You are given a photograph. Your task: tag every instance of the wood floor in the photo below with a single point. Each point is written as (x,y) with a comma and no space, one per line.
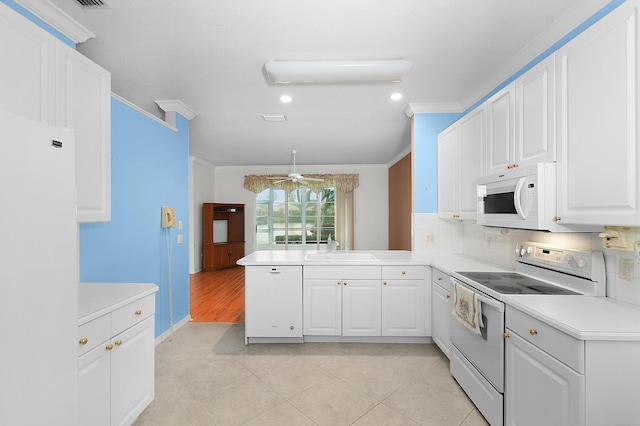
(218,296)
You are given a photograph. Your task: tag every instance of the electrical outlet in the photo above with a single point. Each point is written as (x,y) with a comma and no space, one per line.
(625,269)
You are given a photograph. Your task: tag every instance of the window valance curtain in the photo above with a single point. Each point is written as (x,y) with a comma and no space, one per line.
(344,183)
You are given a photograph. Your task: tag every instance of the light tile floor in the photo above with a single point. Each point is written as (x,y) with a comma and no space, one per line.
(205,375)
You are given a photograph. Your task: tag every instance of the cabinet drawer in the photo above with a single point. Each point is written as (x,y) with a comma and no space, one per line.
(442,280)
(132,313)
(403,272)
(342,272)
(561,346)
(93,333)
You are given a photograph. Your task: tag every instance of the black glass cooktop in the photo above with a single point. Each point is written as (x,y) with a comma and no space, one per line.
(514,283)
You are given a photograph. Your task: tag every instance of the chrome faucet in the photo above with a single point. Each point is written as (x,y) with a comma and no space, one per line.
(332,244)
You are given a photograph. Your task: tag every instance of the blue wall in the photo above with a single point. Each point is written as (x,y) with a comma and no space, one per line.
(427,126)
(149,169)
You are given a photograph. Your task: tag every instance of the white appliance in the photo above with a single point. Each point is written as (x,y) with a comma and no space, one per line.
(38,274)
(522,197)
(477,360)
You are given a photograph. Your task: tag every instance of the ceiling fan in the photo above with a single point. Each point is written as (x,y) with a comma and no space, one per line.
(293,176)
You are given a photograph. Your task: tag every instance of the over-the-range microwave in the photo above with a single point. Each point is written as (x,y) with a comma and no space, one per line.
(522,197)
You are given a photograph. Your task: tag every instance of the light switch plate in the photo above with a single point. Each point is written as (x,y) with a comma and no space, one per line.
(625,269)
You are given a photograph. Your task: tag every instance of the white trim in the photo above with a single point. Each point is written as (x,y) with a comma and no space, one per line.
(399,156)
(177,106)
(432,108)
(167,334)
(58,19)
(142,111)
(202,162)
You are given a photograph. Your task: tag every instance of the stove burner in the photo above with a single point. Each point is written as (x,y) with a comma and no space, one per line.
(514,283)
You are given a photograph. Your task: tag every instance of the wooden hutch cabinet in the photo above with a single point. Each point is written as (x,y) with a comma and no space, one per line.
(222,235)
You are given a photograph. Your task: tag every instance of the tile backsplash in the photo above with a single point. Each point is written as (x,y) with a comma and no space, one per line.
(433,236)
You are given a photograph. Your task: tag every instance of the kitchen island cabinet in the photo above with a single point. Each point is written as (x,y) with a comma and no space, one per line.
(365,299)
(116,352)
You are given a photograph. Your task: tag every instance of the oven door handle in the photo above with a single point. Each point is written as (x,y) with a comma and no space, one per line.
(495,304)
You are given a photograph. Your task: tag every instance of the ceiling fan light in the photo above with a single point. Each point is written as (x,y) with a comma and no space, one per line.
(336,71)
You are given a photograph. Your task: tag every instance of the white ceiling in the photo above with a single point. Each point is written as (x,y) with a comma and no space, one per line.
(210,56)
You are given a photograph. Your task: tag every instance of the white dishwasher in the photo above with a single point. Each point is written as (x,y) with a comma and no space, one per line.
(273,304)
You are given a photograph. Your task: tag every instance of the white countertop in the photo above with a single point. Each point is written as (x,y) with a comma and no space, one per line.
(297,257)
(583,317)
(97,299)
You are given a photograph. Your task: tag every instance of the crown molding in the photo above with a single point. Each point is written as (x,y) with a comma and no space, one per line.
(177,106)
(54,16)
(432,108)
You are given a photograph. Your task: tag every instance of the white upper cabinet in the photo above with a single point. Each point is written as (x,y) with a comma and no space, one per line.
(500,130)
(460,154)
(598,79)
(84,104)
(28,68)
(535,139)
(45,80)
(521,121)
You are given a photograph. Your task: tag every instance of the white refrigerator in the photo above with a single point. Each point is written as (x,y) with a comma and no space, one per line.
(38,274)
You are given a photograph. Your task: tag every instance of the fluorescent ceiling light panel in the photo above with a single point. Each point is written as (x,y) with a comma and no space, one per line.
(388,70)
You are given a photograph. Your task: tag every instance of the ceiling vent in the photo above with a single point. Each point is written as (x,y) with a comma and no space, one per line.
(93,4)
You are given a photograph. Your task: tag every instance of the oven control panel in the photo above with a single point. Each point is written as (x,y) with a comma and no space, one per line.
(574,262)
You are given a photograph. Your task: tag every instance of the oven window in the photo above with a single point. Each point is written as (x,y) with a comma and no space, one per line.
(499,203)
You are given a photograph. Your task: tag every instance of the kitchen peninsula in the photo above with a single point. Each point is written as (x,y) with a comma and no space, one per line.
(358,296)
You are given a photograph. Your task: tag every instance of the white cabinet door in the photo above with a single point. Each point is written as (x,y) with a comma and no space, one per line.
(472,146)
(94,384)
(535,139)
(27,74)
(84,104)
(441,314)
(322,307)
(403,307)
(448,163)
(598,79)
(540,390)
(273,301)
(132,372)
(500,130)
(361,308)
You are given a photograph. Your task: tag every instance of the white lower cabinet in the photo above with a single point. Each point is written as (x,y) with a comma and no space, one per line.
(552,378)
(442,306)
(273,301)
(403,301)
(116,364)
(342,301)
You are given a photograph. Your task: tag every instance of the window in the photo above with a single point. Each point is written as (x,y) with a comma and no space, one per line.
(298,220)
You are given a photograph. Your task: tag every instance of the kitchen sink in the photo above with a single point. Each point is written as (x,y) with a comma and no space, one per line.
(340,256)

----------

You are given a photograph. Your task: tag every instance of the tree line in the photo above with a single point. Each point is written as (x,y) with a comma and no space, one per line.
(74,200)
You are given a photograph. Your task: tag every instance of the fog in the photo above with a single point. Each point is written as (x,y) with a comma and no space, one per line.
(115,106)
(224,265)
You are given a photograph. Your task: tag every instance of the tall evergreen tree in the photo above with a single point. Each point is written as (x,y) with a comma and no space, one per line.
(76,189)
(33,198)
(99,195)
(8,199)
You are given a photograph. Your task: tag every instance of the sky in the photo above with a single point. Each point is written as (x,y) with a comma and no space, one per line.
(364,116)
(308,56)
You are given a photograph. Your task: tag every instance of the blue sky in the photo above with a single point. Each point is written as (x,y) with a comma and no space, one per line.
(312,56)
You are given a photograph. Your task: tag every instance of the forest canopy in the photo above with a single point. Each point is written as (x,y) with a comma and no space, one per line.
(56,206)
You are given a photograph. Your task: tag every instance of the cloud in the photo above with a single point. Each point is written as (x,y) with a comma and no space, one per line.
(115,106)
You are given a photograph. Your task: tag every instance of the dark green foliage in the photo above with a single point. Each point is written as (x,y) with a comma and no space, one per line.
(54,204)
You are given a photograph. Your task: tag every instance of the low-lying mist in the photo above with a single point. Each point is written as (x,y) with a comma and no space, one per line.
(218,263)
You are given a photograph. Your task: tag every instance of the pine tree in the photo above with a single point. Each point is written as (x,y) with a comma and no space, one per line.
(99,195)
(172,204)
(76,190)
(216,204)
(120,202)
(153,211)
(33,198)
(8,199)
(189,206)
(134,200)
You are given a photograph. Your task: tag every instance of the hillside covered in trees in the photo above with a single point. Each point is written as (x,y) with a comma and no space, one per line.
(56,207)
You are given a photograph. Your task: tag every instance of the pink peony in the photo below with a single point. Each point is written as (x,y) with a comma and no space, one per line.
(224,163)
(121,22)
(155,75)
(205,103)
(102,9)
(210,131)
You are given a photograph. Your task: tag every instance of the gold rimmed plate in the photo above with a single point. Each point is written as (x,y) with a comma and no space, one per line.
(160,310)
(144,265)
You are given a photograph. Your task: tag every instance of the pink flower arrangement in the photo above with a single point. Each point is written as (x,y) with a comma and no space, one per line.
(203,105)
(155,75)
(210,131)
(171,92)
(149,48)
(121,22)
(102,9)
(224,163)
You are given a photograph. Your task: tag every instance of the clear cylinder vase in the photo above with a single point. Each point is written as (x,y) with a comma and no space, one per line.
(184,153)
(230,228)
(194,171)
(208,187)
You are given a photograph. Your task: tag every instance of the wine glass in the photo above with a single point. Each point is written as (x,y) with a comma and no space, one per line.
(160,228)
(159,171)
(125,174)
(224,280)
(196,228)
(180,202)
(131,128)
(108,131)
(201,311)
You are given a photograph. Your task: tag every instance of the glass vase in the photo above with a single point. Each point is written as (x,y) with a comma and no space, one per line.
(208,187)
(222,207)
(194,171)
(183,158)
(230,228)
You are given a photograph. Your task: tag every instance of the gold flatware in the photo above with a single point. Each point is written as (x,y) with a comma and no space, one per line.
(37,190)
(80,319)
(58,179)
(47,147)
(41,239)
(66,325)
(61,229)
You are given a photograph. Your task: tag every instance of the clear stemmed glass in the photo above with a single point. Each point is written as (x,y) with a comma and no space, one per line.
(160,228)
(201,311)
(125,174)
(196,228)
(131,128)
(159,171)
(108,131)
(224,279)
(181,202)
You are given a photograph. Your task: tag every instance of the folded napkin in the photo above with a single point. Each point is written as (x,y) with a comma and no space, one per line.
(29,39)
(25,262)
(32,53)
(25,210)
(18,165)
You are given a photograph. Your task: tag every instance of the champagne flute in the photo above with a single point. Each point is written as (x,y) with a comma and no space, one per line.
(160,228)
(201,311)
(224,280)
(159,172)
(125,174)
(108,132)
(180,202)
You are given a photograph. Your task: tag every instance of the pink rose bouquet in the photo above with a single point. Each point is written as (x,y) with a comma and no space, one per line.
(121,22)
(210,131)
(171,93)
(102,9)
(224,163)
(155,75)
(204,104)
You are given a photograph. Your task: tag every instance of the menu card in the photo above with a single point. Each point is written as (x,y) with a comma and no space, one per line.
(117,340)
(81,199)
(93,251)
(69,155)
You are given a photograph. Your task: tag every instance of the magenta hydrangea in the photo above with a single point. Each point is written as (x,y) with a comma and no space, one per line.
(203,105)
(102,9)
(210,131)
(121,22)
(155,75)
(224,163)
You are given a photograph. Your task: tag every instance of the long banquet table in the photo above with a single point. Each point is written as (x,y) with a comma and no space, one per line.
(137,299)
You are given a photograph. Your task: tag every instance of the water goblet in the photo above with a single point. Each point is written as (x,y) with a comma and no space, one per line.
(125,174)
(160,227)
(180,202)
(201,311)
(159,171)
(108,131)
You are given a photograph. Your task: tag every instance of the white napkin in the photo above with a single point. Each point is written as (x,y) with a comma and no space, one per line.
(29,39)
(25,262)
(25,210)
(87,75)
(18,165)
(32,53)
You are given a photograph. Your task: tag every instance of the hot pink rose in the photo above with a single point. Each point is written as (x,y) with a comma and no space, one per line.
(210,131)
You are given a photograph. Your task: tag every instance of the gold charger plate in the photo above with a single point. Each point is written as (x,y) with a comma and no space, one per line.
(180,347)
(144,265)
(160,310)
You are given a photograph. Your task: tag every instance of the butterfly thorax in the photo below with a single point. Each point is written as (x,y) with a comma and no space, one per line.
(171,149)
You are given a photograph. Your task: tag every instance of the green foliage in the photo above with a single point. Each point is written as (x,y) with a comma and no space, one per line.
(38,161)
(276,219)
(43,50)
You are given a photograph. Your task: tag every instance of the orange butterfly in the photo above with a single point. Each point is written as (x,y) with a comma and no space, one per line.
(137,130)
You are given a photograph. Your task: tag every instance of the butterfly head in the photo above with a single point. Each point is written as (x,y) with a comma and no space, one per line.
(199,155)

----------

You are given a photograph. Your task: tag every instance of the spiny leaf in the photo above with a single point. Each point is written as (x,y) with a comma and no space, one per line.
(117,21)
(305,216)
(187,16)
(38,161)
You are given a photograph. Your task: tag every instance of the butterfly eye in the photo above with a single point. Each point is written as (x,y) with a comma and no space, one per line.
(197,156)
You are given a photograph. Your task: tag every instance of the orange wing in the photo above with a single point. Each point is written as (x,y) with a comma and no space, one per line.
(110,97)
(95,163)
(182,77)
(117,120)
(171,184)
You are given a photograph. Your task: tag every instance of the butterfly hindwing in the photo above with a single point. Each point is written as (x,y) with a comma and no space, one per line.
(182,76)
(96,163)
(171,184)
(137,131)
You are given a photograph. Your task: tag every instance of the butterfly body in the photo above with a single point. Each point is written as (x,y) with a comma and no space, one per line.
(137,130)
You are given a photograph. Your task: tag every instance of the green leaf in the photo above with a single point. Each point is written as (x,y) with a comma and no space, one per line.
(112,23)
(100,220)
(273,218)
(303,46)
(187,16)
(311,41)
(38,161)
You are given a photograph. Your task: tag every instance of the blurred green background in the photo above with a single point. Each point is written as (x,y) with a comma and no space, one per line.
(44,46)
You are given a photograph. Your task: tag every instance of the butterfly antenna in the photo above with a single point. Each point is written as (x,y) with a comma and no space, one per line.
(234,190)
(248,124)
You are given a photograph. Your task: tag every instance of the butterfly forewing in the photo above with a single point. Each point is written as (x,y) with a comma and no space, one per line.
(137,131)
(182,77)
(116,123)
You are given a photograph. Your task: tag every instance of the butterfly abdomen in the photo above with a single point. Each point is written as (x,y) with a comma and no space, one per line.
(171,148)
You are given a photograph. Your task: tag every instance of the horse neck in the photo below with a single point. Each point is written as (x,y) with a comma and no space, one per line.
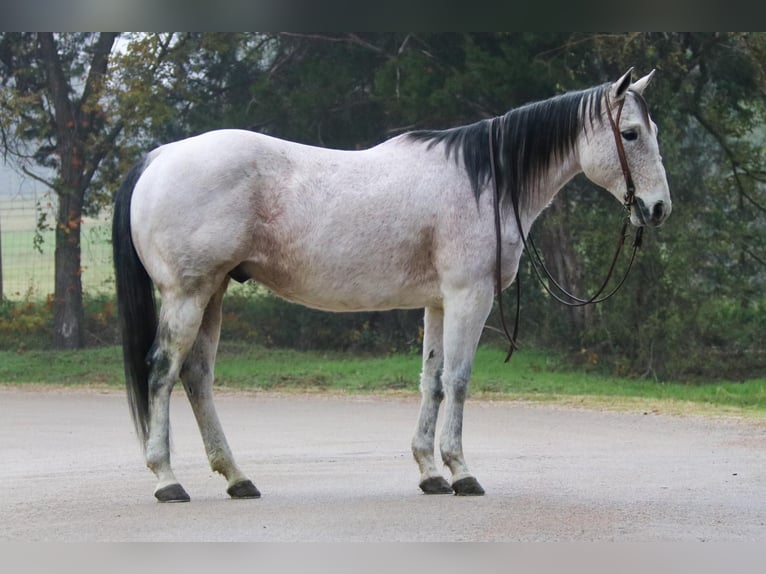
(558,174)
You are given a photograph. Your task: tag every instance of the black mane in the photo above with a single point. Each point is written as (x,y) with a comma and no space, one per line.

----------

_GOAL_: Locate each line in the records above that contains the word "floor", and copy those lines.

_TASK RESPONSE_:
You are given a photograph. Your task: tag every instance of the wood floor in the photo below with a single point. Each point is written as (x,y) with a comma and no space, one per line.
You are given a photograph. Your task: tag every instance of the light tile floor in the photo above with a single point. Each point is written as (x,y) with a comma and no space, one per line.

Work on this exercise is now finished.